| Point annotation records |

☆ ☆ ☆

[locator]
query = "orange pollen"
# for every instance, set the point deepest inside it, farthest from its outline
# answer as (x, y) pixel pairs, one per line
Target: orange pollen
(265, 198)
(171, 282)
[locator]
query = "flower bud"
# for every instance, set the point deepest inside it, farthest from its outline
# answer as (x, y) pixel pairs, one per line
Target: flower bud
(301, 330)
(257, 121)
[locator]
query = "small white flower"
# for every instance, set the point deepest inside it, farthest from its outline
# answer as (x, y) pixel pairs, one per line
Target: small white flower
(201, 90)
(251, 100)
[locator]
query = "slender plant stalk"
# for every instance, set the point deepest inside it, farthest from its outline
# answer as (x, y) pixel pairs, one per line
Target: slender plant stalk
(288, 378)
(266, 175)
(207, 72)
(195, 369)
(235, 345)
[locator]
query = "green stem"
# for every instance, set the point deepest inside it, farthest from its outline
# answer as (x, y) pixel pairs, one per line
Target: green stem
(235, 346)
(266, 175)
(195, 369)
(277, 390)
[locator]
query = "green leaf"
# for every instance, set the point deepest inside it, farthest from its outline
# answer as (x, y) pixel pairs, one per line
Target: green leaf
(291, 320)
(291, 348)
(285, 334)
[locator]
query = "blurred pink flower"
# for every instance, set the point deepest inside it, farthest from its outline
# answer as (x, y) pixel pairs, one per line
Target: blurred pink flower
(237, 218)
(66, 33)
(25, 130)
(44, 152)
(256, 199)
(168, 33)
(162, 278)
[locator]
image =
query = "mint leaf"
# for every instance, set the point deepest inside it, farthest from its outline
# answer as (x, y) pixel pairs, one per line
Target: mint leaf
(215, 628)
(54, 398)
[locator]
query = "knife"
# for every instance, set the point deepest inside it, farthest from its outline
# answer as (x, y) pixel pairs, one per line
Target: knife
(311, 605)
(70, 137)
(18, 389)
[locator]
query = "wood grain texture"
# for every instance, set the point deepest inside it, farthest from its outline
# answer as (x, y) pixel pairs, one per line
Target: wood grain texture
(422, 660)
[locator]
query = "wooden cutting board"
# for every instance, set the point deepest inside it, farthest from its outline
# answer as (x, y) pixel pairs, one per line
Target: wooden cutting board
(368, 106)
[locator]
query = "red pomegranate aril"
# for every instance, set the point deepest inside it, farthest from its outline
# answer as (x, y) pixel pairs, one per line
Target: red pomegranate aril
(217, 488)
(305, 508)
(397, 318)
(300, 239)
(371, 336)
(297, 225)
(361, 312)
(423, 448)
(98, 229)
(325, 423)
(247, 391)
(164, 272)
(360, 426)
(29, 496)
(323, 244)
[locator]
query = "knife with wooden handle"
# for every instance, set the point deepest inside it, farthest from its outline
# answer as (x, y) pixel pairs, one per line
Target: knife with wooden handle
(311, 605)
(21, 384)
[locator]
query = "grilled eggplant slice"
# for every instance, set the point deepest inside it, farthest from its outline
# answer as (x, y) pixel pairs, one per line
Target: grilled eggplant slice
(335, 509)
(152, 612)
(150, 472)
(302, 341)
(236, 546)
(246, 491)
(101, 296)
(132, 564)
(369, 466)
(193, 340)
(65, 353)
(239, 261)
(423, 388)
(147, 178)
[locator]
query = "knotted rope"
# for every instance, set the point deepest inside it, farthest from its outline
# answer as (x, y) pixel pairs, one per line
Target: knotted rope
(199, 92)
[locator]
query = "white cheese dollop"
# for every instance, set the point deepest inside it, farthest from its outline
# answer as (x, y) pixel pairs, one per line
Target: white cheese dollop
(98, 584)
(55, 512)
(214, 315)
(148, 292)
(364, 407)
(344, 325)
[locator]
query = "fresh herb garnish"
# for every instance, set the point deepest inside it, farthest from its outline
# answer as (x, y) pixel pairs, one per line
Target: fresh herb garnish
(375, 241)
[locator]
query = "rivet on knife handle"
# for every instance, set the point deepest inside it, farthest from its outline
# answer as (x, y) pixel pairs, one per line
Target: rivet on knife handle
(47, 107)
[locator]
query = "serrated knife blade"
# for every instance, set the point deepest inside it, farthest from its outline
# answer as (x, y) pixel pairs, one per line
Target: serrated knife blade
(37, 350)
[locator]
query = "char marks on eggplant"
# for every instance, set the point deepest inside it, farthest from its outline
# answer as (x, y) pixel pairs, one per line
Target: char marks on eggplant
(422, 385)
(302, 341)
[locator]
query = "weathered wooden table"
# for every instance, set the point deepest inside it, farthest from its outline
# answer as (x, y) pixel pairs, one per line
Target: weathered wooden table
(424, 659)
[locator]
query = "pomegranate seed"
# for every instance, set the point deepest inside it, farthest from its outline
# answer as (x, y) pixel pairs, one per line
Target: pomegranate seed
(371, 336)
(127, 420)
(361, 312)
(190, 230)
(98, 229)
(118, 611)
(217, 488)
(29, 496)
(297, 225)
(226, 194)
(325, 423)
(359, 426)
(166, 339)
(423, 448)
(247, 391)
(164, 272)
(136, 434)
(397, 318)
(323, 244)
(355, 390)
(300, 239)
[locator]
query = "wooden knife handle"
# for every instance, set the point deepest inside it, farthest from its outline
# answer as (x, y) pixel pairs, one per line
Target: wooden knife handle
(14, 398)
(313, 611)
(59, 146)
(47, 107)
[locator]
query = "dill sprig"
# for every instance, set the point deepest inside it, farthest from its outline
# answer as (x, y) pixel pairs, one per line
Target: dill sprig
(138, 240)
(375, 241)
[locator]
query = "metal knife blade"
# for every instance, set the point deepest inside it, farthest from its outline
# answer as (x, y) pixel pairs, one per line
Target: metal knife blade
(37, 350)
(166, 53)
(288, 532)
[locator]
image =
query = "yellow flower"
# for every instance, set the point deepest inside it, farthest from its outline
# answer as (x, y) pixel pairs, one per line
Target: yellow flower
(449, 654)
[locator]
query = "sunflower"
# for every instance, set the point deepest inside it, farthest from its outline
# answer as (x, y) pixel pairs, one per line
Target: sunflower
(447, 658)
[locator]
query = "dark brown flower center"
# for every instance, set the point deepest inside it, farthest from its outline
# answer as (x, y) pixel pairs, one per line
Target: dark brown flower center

☆ ☆ ☆

| STATED GOAL |
Return the entries above exactly as they appear.

| WRITTEN ANSWER |
[locator]
query = "orange pollen"
# for every instance, set the point deepest inside it, farthest from its outline
# answer as (x, y) pixel pairs, one per line
Target: orange pollen
(265, 198)
(171, 282)
[locator]
query = "flower bud"
# for every instance, set the point deepest inside it, farthest from its outline
# answer as (x, y) pixel pairs, one per line
Target: flower bud
(301, 330)
(257, 121)
[locator]
query = "small white flower"
# for every instance, set the point deepest inside it, farthest from its outline
# answer as (x, y) pixel pairs, one per line
Target: small white flower
(201, 90)
(251, 100)
[locator]
query = "slender plant stalk"
# for every instance, set the point deepest inside it, farthest from its outline
# answer as (x, y) pixel pairs, one per line
Target: slender plant stalk
(288, 378)
(266, 175)
(207, 72)
(195, 369)
(235, 345)
[locator]
query = "green stem"
# for every instance, set the point deepest inside it, farthest from its outline
# answer as (x, y) pixel pairs, one per line
Target: green stem
(235, 346)
(266, 175)
(195, 369)
(277, 390)
[locator]
query = "green leaf"
# for every instance, set the point deepest inside it, farthest from its outline
# answer as (x, y) pixel pairs, one per line
Target: green leaf
(291, 320)
(291, 348)
(285, 334)
[locator]
query = "blurred pink flower"
# for every instance, set the point deepest inside it, farthest from its outline
# answer as (x, y) pixel pairs, one per line
Target: blurred pink flower
(237, 218)
(66, 33)
(25, 130)
(44, 152)
(256, 199)
(168, 33)
(162, 278)
[locator]
image =
query = "mint leaf"
# for every instance, set the point deepest inside it, farthest from its outline
# answer as (x, y) pixel pairs, one per line
Target: mint leaf
(215, 628)
(54, 398)
[locator]
query = "knife"
# for every instance, set the point deepest inside it, farthest from its outline
# answer as (x, y) pixel pairs, one per line
Target: knife
(311, 605)
(70, 137)
(18, 389)
[locator]
query = "wood grain texture"
# for every instance, set the point deepest inside it, farthest from its outline
# answer as (x, y) pixel pairs, one per line
Target: wood grain texture
(422, 660)
[locator]
query = "wooden cutting board"
# for every instance, set the point deepest inside it, farthest from its outline
# answer as (x, y) pixel pairs, one per line
Target: wooden cutting board
(368, 106)
[locator]
query = "red pomegranate aril"
# for every instance, set the point deepest inside it, farthest from its outline
# answer as (x, y) pixel pairs, one per line
Target: red pomegranate aril
(217, 488)
(305, 508)
(397, 318)
(300, 239)
(371, 336)
(297, 225)
(361, 312)
(423, 448)
(98, 229)
(325, 423)
(247, 391)
(164, 272)
(360, 426)
(29, 496)
(323, 244)
[locator]
query = "knife with wooden handle"
# for every instance, set the point deepest inside it, farthest from its outline
# answer as (x, y) pixel pairs, one per line
Target: knife with wooden handle
(311, 605)
(21, 384)
[locator]
query = "grilled eggplant slice"
# for every instance, set the point deepest inside it, farthest from its outline
# answer as (x, y) pixel pairs, one per line
Target: grilled eggplant slice
(335, 509)
(152, 612)
(150, 472)
(302, 341)
(236, 546)
(246, 491)
(101, 296)
(132, 564)
(369, 466)
(193, 340)
(65, 353)
(239, 261)
(423, 388)
(147, 178)
[locator]
query = "knotted rope"
# for every instance, set the point deepest inside it, farthest from its outline
# answer as (x, y) pixel pairs, one per line
Target: knotted rope
(199, 92)
[locator]
query = "white cheese dollop"
# for every instance, set the point deepest inside it, farthest from its outline
# answer as (x, y) pixel pairs, one per line
Target: white cheese dollop
(98, 584)
(55, 512)
(214, 315)
(148, 292)
(364, 407)
(344, 325)
[locator]
query = "fresh herb garnish"
# for every instance, set the point deepest inside it, farthest from its outline
# answer as (x, y) pixel pairs, one per line
Target: fresh herb garnish
(375, 241)
[locator]
query = "rivet on knife handle"
# for every instance, set the point deepest inside it, farthest from its outline
# answer as (x, y) pixel pairs, one per line
Target: rivet on knife handle
(47, 107)
[locator]
query = "serrated knife blade"
# for every instance, set the point deepest inside it, farthest from its outline
# answer as (x, y) pixel pairs, one per line
Target: serrated knife blade
(37, 350)
[locator]
query = "char marks on eggplant"
# for every instance, set the point deepest inside it, farthest from its outline
# answer as (x, y) pixel pairs, one per line
Target: char marks on eggplant
(422, 385)
(302, 341)
[locator]
query = "weathered wooden table"
# for every instance, set the point deepest inside it, farthest from its outline
# answer as (x, y) pixel pairs, one per line
Target: weathered wooden table
(424, 659)
[locator]
query = "pomegranate seed"
# for every instance, set the point deepest inside it, farthest from its outline
# answer as (x, y) pixel pairs, one per line
Target: pomegranate seed
(371, 336)
(127, 420)
(361, 312)
(190, 230)
(98, 229)
(118, 611)
(217, 488)
(29, 496)
(297, 225)
(226, 194)
(325, 423)
(359, 426)
(166, 339)
(423, 448)
(247, 391)
(164, 272)
(136, 434)
(397, 318)
(323, 244)
(355, 390)
(300, 239)
[locator]
query = "wooden knife handle"
# for every instance, set the point deepest inside it, farthest from its outline
# answer as (x, y) pixel pairs, one per line
Target: wooden knife handle
(14, 398)
(313, 611)
(59, 146)
(47, 107)
[locator]
query = "dill sprig"
# for every instance, set the point deepest inside it, farthest from its outline
# answer as (x, y) pixel pairs, one per line
Target: dill sprig
(138, 240)
(375, 241)
[locator]
query = "metal knife blade"
# for every instance, set the point deepest inside it, farthest from its outline
# answer as (x, y) pixel pairs, one per line
Target: metal knife blade
(37, 350)
(166, 53)
(288, 532)
[locator]
image =
query = "yellow flower"
# for every instance, set the point deepest inside it, farthest from its outline
# answer as (x, y) pixel pairs, one per line
Target: yellow flower
(449, 654)
[locator]
query = "sunflower"
# for every instance, set the point deepest inside it, farthest from its outline
# answer as (x, y) pixel pairs, one per line
Target: sunflower
(447, 658)
[locator]
query = "dark brown flower center"
# for every instance, set the point deepest inside it, farthest from its outline
# answer as (x, y) pixel pairs, one per line
Target: dark brown flower center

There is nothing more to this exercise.